#### [WHAT THE TASK ASKS]
Can you return the records below exactly as they stand, but only from the first line through the one with "Look at this image and locate every instance of puffy"?
▶
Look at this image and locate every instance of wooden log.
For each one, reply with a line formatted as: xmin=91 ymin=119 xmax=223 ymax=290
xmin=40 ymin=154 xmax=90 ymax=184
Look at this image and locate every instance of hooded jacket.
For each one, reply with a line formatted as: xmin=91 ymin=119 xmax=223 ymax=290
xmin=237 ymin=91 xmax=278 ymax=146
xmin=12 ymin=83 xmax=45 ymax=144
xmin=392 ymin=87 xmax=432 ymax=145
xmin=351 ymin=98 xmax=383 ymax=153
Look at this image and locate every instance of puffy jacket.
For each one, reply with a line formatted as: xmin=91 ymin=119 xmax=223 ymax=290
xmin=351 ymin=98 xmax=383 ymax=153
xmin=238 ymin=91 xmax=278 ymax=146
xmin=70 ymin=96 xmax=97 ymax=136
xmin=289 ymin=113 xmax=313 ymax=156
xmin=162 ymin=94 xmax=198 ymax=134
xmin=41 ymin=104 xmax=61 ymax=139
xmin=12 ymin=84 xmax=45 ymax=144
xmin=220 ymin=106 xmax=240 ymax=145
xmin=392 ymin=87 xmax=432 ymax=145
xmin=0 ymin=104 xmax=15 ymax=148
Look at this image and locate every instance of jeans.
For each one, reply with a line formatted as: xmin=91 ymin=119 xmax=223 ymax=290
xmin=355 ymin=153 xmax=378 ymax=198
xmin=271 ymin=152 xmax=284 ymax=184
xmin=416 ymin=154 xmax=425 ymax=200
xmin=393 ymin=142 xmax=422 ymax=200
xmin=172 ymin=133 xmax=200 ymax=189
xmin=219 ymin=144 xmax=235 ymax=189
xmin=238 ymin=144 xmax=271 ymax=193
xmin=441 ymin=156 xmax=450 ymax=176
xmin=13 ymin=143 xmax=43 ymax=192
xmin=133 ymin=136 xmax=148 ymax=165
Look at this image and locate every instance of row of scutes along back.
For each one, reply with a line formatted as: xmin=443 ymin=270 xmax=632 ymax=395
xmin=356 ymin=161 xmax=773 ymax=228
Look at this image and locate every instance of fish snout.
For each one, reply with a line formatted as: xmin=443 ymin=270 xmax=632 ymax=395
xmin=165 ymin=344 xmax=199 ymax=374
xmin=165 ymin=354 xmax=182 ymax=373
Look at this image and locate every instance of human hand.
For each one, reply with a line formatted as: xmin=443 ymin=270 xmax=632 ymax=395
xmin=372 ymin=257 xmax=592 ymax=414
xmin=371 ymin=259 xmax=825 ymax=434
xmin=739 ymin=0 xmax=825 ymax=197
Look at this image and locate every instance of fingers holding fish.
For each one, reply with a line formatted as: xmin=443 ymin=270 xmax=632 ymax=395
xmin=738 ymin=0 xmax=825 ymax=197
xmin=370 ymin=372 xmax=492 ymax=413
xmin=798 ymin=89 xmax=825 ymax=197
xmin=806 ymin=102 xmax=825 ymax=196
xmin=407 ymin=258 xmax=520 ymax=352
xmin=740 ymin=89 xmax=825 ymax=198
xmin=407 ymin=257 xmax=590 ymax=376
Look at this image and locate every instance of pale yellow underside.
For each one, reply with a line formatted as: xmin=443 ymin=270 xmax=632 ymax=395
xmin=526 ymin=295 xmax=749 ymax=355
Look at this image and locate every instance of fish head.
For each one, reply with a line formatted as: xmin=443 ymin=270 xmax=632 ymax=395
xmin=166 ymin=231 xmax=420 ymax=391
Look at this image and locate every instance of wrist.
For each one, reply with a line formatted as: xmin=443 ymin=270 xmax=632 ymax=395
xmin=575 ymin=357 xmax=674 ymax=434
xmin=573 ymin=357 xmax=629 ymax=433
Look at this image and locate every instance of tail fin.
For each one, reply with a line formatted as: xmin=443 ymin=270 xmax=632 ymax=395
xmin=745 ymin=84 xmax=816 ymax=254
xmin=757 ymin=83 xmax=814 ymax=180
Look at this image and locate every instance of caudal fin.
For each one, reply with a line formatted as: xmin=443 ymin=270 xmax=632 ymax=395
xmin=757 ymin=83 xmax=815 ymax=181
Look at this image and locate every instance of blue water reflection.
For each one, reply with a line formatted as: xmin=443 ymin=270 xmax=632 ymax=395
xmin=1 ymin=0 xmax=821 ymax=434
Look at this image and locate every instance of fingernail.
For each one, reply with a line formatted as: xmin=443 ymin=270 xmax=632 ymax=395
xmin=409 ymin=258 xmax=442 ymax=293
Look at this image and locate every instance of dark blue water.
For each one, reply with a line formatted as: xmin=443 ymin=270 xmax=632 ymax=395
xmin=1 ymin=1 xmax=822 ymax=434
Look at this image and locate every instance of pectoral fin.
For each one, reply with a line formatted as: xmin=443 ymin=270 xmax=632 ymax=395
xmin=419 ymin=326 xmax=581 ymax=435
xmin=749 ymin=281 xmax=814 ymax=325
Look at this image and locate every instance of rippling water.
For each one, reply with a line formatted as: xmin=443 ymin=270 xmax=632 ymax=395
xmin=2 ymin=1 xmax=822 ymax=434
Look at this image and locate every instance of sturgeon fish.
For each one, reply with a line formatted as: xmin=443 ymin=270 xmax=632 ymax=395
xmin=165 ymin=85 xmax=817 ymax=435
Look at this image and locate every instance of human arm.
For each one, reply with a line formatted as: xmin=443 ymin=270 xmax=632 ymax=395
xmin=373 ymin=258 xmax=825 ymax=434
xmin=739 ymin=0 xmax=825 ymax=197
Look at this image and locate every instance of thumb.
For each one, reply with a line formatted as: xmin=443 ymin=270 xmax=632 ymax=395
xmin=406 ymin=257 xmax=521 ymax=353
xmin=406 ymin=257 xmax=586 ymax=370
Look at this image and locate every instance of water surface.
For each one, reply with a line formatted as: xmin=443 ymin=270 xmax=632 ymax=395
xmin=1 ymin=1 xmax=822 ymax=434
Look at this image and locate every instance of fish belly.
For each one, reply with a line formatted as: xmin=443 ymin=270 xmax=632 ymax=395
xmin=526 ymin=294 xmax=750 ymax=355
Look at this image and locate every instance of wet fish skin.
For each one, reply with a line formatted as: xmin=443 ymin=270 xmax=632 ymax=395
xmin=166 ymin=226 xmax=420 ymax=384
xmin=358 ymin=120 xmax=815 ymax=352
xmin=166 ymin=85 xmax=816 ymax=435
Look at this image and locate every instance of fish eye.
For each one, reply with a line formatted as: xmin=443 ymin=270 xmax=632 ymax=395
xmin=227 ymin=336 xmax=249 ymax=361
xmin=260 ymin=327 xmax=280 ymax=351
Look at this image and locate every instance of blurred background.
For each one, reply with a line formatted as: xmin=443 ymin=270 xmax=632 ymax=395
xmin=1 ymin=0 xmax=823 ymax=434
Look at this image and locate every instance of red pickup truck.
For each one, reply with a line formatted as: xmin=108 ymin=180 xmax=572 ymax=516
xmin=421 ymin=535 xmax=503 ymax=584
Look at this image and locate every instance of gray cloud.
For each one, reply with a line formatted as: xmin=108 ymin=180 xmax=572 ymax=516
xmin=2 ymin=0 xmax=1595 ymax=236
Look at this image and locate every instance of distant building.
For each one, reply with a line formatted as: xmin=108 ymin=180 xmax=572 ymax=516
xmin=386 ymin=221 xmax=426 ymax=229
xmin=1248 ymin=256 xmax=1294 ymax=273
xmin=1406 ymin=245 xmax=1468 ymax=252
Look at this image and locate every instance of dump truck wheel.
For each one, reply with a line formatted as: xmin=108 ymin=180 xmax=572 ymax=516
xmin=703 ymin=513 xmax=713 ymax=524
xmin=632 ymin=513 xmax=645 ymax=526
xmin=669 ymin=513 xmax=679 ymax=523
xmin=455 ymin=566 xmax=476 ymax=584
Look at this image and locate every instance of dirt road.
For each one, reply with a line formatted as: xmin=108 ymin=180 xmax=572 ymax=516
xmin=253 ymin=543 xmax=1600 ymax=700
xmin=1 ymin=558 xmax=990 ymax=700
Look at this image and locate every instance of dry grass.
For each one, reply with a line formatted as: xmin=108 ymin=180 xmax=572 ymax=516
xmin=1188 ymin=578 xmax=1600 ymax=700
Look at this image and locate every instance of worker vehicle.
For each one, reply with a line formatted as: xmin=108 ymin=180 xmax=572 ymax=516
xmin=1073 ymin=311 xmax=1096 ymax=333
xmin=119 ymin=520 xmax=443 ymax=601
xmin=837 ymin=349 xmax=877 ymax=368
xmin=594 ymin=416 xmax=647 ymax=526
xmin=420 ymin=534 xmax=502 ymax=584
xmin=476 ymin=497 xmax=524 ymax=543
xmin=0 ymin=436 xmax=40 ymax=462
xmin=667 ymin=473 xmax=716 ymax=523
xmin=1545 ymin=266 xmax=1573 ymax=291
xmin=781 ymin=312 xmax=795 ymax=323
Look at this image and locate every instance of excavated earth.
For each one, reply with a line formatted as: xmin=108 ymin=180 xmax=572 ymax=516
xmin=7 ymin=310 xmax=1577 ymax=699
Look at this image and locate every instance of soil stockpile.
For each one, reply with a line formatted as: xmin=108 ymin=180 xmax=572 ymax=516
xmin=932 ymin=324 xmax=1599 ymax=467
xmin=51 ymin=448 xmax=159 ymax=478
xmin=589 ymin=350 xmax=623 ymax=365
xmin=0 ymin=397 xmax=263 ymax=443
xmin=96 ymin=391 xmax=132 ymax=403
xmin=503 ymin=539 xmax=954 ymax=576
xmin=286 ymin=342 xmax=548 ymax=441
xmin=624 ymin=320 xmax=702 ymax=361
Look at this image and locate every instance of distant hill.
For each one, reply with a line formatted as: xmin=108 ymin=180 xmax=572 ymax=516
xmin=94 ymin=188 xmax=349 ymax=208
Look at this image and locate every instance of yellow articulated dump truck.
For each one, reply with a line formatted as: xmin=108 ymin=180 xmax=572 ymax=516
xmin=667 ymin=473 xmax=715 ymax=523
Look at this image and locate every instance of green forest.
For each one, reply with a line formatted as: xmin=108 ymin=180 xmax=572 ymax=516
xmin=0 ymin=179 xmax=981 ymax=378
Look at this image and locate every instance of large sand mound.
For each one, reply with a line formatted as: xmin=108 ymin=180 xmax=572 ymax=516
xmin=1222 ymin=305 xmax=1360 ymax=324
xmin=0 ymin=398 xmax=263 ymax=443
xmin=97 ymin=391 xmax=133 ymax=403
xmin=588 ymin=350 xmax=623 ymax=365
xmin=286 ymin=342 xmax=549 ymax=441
◀
#### [SOLUTION TO THE EXERCISE]
Look at this image and locate every instance of wooden log.
For each one, reply with a line formatted as: xmin=91 ymin=119 xmax=223 ymax=290
xmin=40 ymin=154 xmax=90 ymax=184
Look at this image and locate every instance of hooded jacket.
For each one, reply with a line formatted as: xmin=91 ymin=119 xmax=223 ymax=290
xmin=237 ymin=91 xmax=278 ymax=146
xmin=12 ymin=83 xmax=45 ymax=144
xmin=392 ymin=87 xmax=432 ymax=145
xmin=351 ymin=98 xmax=383 ymax=153
Look at this image and locate every instance of puffy jacket.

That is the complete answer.